-- begin Provided information --
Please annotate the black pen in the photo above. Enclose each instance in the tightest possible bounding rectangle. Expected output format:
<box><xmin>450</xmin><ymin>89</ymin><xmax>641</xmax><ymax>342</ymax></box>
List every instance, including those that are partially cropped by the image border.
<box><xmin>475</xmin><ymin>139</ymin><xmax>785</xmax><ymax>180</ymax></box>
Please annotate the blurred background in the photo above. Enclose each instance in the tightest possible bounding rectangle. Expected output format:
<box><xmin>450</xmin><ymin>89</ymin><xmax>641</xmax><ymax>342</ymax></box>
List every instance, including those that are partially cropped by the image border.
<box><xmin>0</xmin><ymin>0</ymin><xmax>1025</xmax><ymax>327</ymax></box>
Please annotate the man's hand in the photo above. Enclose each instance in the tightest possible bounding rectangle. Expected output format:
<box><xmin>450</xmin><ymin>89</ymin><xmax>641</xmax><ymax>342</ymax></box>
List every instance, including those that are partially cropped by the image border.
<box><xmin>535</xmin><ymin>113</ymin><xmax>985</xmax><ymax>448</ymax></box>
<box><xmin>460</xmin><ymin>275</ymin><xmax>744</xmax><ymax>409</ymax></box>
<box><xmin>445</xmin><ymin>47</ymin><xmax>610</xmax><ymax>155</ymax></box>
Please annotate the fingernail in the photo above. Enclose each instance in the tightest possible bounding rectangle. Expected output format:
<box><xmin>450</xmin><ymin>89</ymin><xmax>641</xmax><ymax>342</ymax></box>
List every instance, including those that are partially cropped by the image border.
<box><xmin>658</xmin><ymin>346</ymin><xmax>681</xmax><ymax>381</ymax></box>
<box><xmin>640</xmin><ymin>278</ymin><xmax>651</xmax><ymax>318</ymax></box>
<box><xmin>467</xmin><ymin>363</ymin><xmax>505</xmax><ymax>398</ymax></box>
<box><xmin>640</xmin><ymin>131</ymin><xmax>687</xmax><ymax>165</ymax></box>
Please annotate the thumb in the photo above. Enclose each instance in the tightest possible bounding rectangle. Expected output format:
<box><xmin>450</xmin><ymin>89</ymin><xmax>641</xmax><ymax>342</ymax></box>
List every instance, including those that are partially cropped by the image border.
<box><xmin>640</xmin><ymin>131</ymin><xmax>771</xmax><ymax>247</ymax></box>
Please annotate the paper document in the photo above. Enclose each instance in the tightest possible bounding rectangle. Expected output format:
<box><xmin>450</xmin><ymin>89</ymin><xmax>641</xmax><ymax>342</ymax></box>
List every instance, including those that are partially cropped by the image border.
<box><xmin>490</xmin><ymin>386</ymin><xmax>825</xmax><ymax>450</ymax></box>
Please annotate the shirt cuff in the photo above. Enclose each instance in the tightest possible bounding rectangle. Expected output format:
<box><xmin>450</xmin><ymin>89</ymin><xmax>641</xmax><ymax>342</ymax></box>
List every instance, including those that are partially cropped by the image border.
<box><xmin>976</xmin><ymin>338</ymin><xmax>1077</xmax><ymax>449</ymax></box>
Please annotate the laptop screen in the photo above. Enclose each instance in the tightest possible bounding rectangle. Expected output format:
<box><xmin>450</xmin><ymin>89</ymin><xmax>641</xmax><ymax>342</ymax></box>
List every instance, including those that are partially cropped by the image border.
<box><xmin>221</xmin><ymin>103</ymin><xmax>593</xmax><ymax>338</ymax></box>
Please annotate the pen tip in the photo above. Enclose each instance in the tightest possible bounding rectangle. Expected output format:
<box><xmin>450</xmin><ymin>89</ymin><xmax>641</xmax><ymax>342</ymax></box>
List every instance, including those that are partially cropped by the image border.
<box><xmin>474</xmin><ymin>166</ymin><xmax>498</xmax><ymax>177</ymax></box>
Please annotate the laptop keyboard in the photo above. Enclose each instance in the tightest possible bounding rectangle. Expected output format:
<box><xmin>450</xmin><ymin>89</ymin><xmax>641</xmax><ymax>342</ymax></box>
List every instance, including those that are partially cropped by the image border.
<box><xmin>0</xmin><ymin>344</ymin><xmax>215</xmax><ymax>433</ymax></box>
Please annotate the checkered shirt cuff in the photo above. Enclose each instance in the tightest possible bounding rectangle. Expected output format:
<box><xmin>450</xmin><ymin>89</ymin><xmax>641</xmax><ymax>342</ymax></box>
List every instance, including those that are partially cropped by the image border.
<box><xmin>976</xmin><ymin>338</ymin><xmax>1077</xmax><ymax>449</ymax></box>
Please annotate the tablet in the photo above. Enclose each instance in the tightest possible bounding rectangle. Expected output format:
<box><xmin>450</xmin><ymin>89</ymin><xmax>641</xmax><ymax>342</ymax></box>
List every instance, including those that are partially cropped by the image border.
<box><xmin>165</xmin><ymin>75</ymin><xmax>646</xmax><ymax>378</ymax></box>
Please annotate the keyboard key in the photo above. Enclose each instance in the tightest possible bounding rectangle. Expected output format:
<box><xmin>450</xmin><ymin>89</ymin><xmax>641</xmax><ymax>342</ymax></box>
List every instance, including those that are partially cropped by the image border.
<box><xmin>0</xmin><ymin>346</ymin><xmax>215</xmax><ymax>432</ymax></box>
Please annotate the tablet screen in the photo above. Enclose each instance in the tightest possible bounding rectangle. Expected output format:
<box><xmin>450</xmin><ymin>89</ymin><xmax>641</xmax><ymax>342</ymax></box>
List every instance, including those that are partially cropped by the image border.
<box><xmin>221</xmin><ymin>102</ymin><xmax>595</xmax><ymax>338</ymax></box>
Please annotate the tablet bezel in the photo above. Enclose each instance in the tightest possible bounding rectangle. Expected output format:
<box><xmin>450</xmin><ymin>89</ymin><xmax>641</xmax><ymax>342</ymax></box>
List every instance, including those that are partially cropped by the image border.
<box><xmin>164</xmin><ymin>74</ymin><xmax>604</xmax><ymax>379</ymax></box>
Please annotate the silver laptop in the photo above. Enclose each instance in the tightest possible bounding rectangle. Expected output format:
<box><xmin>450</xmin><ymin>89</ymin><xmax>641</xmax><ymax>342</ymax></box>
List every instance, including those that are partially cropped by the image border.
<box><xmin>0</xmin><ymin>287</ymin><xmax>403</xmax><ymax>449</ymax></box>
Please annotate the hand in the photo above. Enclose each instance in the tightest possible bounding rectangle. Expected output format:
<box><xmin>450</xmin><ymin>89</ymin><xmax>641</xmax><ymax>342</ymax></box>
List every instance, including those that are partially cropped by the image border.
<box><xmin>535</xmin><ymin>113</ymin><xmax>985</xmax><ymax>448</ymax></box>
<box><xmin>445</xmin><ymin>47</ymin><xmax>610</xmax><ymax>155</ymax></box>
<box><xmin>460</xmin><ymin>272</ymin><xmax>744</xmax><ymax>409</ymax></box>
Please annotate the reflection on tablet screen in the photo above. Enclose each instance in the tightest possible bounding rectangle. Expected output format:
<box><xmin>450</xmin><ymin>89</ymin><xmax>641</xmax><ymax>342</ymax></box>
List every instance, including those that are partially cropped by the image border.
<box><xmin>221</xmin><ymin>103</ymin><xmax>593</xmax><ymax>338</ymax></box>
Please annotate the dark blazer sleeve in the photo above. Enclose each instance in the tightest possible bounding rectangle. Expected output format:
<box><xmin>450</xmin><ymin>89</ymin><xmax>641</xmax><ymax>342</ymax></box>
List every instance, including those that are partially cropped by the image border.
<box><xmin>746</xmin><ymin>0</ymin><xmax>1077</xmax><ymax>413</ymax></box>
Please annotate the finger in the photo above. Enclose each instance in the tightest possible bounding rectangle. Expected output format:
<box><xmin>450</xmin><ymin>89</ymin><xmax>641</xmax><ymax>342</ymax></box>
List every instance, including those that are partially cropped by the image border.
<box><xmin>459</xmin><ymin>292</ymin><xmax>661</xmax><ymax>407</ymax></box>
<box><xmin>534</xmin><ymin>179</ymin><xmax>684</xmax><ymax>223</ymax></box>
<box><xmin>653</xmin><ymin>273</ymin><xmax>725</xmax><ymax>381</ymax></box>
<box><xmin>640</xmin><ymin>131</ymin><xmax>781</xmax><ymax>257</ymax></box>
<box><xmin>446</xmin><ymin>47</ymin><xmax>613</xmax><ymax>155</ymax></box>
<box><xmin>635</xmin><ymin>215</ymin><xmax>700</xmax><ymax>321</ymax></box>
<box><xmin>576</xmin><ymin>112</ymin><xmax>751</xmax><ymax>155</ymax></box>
-- end Provided information --
:: Your instructions ::
From the records above, pull out every line that contains the string "keyboard", treating uppercase and lowercase letters as different.

:: Completed task ::
Please annotate the laptop keyboard in the photo above. Enclose each instance in the tightest possible bounding rectangle. Expected output format:
Please annotate the keyboard key in the photo above. Enclose each instance in the tightest possible bounding rectangle. Expected output format:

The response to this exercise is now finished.